**Quoted text**.
*****
On Tue, May 31, 2022 at 5:15 PM Eric Blake <eblake(a)redhat.com> wrote:
The Py_BuildValue "y#" format copies data; this is because Python
wants to allow our C memory to go out of scope without worrying about
whether the user's python callback has stashed off a longer-living
reference to its incoming parameter. But it is inefficient; we can do
better by utilizing Python's memoryview for a zero-copy exposure to
the callback's C buffer, as well as a .release method that we can
utilize just before our C memory goes out of scope. Now, if the user
stashes away a reference, they will get a clean Python error if they
try to access the memory after the fact. This IS an API change (code
previously expecting a stashed copy to be long-lived will break), but
we never promised Python API stability, and anyone writing a callback
that saves off data was already risky (neither libnbd nor nbdkit's
testsuite had such a case). For a demonstration of the new error,
where the old code succeeded:
$ ./run nbdsh
nbd> h.connect_command(["nbdkit", "-s", "memory",
"10"])
nbd> copy=None
nbd> def f(b,o,s,e):
... global copy
... copy = b
... print(b[0])
...
nbd> print(copy)
None
nbd> h.pread_structured(10,0,f)
0
bytearray(b'\x00\x00\x00\x00\x00\x00\x00\x00\x00\x00')
nbd> copy
<released memory at 0x7ff97410de40>
nbd> copy[0]
Traceback (most recent call last):
File "/usr/lib64/python3.10/code.py", line 90, in runcode
exec(code, self.locals)
File "<console>", line 1, in <module>
ValueError: operation forbidden on released memoryview object
To demonstrate the speedup, I tested:
$ export script='
def f(b,o,s,e):
pass
m=1024*1024
size=h.get_size()
*****
**Data shown**.

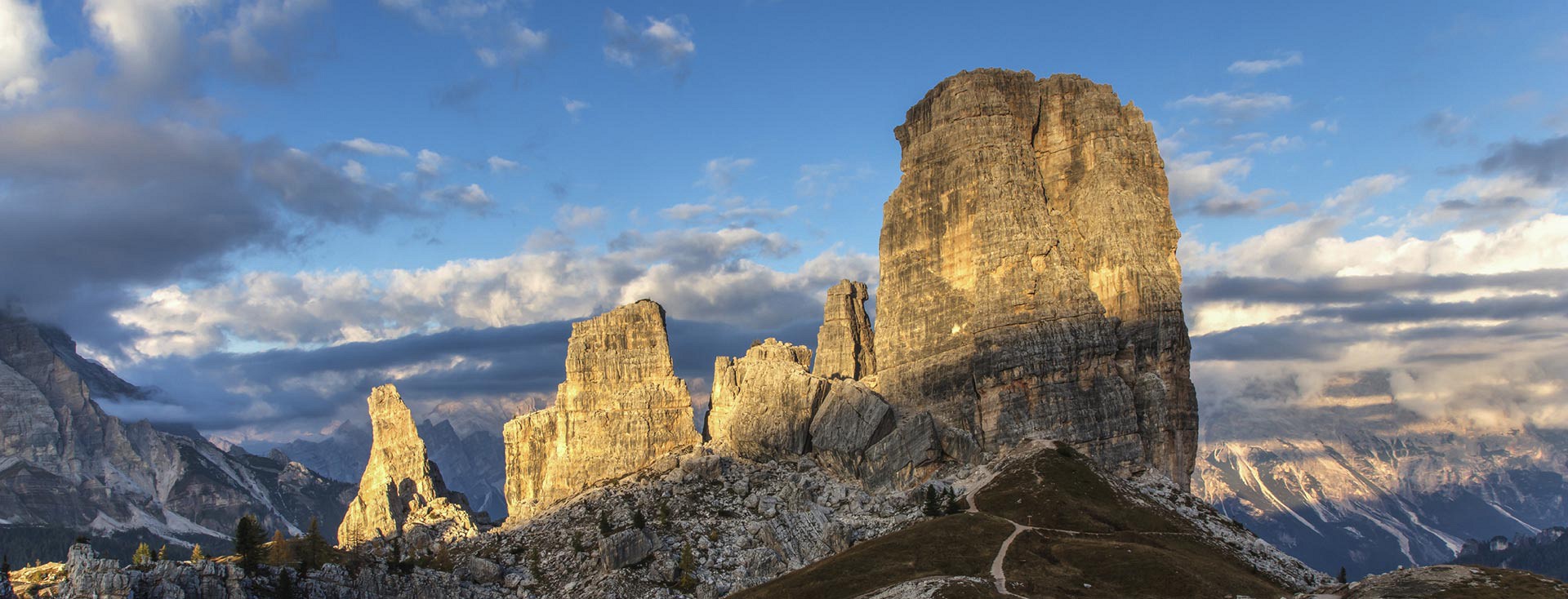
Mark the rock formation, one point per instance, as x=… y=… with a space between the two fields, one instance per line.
*****
**Short task**. Go on with the message about switching the Python callbacks to memoryview, starting right after its last line.

**Final result**.
for i in range(size // m):
buf = h.pread_structured(m, m*i, f)
'
$ time ./run nbdkit -U - memory 10G --run 'nbdsh -u "$uri" -c
"$script"'
On my machine, this took 9.1s pre-patch, and 3.0s post-patch, for an
approximate 65% speedup.
Looks like ~300% speedup to me. I guess 3 times faster is the most clear way
to describe the change.
The corresponding diff to the generated code is:
| --- python/methods.c.bak 2022-05-31 07:57:25.256293091 -0500
| +++ python/methods.c 2022-05-31 08:14:09.570567858 -0500
| @@ -73,8 +73,12 @@ chunk_wrapper (void *user_data, const vo
|
| PyGILState_STATE py_save = PyGILState_UNLOCKED;
| PyObject *py_args, *py_ret;
| + PyObject *py_subbuf = NULL;
| PyObject *py_error = NULL;
|
| + /* Cast away const */
I think it will be more clear and helpful as:
/* Casting subbuf to char* is safe since we use PyBUF_READ. */
| + py_subbuf = PyMemoryView_FromMemory ((char *) subbuf, count,
PyBUF_READ);
Maybe py_view?
And also change the doscring to mention "view" instead of "subbuf".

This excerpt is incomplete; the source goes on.